YOUR OBJECTIVE: Give again, word for word, every line below from the one that has "Where can the blurred" through the one that has "column 98, row 296", both included, and no others.

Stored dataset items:
::::::::::
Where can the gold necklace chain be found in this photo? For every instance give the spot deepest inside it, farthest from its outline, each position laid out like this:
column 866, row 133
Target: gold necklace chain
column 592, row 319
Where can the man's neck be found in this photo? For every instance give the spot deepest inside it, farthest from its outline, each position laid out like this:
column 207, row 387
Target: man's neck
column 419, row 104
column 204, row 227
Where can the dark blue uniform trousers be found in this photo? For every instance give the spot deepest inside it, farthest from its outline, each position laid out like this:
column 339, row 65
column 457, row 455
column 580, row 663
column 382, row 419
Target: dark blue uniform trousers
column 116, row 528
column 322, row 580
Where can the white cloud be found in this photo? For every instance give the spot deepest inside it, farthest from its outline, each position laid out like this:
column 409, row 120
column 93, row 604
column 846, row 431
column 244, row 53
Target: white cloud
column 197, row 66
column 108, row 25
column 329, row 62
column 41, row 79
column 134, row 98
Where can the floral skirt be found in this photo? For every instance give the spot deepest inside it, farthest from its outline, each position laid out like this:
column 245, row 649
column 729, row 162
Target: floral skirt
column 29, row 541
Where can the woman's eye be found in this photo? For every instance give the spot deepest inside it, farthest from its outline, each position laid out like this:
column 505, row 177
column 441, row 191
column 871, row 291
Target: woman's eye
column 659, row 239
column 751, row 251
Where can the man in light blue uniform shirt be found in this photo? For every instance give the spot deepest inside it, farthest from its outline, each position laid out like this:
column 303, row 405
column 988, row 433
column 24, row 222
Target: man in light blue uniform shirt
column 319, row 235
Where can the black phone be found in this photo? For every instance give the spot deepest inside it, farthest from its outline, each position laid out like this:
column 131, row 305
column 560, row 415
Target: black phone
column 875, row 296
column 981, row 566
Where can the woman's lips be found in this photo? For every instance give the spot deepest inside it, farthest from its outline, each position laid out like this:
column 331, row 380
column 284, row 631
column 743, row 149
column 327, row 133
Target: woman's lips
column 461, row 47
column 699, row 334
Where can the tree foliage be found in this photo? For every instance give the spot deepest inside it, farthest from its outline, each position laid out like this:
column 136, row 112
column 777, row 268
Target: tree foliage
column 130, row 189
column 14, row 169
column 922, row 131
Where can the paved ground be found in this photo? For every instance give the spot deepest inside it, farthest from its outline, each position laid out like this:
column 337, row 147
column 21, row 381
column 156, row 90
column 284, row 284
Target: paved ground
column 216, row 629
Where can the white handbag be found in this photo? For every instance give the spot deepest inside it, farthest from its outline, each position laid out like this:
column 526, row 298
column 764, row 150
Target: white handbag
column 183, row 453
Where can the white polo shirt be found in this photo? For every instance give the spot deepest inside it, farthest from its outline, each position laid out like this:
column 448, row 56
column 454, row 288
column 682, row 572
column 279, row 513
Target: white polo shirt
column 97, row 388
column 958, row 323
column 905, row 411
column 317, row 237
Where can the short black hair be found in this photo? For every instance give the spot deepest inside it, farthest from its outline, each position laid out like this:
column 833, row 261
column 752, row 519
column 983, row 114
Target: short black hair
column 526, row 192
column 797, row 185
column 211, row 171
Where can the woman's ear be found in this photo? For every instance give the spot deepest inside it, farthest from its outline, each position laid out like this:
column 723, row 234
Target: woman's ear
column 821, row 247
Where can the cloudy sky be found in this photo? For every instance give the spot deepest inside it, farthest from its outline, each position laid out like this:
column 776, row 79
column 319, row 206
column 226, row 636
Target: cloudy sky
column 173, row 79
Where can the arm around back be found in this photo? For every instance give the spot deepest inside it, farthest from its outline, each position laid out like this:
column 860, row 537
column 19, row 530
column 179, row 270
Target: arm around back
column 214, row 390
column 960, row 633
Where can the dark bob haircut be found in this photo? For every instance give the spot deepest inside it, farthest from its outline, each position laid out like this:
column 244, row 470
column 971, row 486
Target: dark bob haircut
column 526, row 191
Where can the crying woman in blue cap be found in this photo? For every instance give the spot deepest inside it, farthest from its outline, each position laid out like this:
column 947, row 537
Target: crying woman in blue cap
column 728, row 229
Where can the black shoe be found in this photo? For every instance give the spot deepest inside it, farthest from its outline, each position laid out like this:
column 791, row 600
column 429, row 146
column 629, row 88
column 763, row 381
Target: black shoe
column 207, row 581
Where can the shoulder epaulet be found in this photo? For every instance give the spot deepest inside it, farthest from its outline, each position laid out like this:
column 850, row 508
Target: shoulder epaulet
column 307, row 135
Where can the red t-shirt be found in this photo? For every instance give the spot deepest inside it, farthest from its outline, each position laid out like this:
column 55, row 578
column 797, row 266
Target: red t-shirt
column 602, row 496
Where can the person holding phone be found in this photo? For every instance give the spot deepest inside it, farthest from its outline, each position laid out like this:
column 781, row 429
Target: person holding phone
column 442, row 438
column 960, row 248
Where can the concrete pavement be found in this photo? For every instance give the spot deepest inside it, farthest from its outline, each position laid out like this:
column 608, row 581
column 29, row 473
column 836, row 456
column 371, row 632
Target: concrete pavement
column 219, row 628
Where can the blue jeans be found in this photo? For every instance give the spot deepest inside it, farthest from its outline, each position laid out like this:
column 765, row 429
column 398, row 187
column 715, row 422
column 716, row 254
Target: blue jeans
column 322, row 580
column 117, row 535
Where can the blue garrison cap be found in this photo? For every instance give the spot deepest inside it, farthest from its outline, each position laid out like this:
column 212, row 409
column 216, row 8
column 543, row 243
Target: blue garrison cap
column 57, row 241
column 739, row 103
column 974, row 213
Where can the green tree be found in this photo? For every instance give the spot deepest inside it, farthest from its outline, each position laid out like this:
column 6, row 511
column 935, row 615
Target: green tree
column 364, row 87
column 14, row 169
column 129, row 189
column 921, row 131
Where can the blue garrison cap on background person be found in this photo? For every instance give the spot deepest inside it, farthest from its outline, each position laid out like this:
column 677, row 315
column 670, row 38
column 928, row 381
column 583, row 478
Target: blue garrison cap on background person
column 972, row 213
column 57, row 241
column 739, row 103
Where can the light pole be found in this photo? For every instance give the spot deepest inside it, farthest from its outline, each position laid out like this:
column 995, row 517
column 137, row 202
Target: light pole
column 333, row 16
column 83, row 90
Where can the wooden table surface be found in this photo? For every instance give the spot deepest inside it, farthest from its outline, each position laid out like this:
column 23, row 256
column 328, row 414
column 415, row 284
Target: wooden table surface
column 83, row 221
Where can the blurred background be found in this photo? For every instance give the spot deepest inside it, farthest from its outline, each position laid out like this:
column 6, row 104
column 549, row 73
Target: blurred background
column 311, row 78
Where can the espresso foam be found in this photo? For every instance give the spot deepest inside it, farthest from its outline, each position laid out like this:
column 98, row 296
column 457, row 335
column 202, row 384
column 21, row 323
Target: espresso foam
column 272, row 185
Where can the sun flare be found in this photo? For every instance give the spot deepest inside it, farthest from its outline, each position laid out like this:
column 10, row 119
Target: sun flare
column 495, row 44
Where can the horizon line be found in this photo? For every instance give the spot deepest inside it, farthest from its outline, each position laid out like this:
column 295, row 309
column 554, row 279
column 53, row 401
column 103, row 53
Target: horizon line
::::::::::
SOLUTION BELOW:
Where can the blurred background be found in this photo? For every instance give the spot deepest inside it, farthest from its outline, each position laid out like this:
column 6, row 104
column 549, row 73
Target: blurred background
column 311, row 78
Where can the espresso foam be found in this photo? For every instance give the spot deepest inside it, farthest from its outline, each position laid out like this:
column 98, row 296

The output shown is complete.